* Requirement *
Copy every row below without changing a character, and leave the pictures out of your copy.

* Segmentation data *

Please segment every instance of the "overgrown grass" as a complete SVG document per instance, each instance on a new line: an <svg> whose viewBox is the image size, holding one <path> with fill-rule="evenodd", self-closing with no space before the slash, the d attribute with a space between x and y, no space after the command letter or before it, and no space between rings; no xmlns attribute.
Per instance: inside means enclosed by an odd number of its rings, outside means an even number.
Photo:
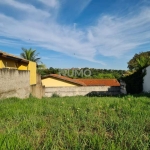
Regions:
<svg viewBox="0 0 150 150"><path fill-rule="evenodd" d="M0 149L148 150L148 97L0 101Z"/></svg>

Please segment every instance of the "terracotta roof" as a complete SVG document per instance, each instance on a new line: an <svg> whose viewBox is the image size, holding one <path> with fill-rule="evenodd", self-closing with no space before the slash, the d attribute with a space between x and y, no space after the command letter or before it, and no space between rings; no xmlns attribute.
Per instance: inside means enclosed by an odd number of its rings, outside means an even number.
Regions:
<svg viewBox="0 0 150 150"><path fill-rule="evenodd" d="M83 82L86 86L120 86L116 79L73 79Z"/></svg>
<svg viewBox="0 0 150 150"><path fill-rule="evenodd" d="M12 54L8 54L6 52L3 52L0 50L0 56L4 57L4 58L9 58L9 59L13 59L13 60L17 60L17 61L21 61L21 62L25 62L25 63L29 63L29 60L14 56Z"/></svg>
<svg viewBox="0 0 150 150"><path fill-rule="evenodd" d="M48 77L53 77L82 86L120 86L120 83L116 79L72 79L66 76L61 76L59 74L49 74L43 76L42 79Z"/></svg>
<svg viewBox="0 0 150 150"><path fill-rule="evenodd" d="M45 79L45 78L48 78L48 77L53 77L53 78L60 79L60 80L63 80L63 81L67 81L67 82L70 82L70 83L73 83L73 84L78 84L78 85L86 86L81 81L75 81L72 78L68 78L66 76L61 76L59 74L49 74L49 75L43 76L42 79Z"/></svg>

* Solved exercise *
Please segment every instance of the "overgrown grass" as a complete SVG document per instance, each instance on a new line: an <svg> whose viewBox is the image size, holding one <path> with fill-rule="evenodd", self-closing with no space before the slash, the d attribute with a space between x and y, no space after the command letter or before it, and no space between rings; no xmlns attribute.
Per instance: inside means enclosed by an odd number of its rings, outside means an even number.
Photo:
Regions:
<svg viewBox="0 0 150 150"><path fill-rule="evenodd" d="M0 149L148 150L148 97L0 101Z"/></svg>

Please segment every instance of the "terracotta roof" as a complete SVG document per instance, each instance on a new line: an <svg> whose viewBox is the image size, holding one <path> with fill-rule="evenodd", self-closing with no space before the slash, the d attribute with a space between x and y, no space after the command letter or before it, and no space between rings; no xmlns attribute.
Per instance: inside means enclosed by an odd number of its rings, outside means an even number.
Regions:
<svg viewBox="0 0 150 150"><path fill-rule="evenodd" d="M83 82L86 86L120 86L116 79L73 79Z"/></svg>
<svg viewBox="0 0 150 150"><path fill-rule="evenodd" d="M12 54L8 54L6 52L3 52L0 50L0 56L4 57L4 58L9 58L9 59L13 59L13 60L17 60L17 61L21 61L21 62L25 62L25 63L29 63L29 60L14 56Z"/></svg>
<svg viewBox="0 0 150 150"><path fill-rule="evenodd" d="M48 77L53 77L82 86L120 86L120 83L116 79L72 79L66 76L61 76L59 74L49 74L43 76L42 79Z"/></svg>
<svg viewBox="0 0 150 150"><path fill-rule="evenodd" d="M45 79L45 78L48 78L48 77L53 77L53 78L60 79L60 80L63 80L63 81L67 81L67 82L70 82L70 83L73 83L73 84L78 84L78 85L86 86L81 81L75 81L72 78L68 78L66 76L61 76L59 74L49 74L49 75L43 76L42 79Z"/></svg>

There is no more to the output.